EXCERPTED RECORDS >>
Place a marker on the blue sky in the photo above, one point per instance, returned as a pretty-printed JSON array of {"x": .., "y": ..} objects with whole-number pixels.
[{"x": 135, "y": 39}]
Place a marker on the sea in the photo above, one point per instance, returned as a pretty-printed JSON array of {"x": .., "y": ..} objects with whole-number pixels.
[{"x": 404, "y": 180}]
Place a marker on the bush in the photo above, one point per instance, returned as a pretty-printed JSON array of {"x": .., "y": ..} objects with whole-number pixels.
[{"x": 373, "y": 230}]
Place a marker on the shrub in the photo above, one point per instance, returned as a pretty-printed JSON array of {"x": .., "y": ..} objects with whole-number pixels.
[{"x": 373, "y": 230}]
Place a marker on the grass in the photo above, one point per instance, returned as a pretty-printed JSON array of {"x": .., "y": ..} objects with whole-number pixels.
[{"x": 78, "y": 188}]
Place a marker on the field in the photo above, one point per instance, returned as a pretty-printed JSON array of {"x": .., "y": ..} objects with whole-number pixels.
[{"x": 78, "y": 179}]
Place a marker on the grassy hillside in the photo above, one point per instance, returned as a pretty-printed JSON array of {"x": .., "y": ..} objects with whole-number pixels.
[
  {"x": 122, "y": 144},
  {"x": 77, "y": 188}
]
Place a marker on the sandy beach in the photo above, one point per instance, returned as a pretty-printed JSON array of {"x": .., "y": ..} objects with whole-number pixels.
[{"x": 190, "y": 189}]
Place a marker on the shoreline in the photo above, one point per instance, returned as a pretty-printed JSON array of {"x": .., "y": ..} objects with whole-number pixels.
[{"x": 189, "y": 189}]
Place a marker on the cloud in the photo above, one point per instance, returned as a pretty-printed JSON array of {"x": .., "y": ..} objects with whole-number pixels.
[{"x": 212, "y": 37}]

WHAT IS EXPECTED >> Can you write out all of the entries above again, substituting "Put a dot" for every "Place a marker" and leaving everything else unchanged?

ANSWER TO THE EXERCISE >>
Put a dot on the blue sky in the photo above, one point per instance, returned as a pretty-printed JSON array of {"x": .., "y": ..} objects with whole-number pixels.
[{"x": 135, "y": 39}]
Put a dot on the sea in the photo above, one point per instance, returned as a pretty-printed JSON array of {"x": .., "y": ..} objects with whole-number pixels.
[{"x": 404, "y": 180}]
Put a dot on the bush in the photo above, one point per instance, returned as a pretty-printed JSON array of {"x": .., "y": ..} objects with whole-number pixels.
[{"x": 373, "y": 230}]
Put a dot on the shrub in the photo above, one point per instance, returned as a pretty-printed JSON array of {"x": .., "y": ..} objects with whole-number pixels.
[{"x": 373, "y": 230}]
Put a dot on the grass in the photo above, one point per instance, returned as a pretty-printed JSON array of {"x": .., "y": ..} objects with whole-number pixels.
[{"x": 78, "y": 188}]
Put a dot on the field in the photo above, one point per instance, returned as a pretty-printed JSON array of {"x": .., "y": ..} objects with whole-number pixels.
[{"x": 78, "y": 179}]
Put a dot on the grassy hillside in the photo above, one point per instance, returned as a pretty-printed JSON array of {"x": .., "y": ..} objects with whole-number pixels.
[
  {"x": 122, "y": 144},
  {"x": 77, "y": 188}
]
Put a dot on the sandy beach in the photo above, one point per instance, returned as a pretty-printed JSON array of {"x": .., "y": ..} objects with whole-number pixels.
[{"x": 190, "y": 189}]
Put a dot on the shoreline in the photo above, one point per instance, returned as a pretty-printed JSON array of {"x": .., "y": ..} objects with whole-number pixels.
[{"x": 189, "y": 189}]
Put a dot on the cloud in the photo above, one point per instance, returned as a pretty-printed JSON array of {"x": .., "y": ..} objects with whole-number pixels.
[{"x": 212, "y": 37}]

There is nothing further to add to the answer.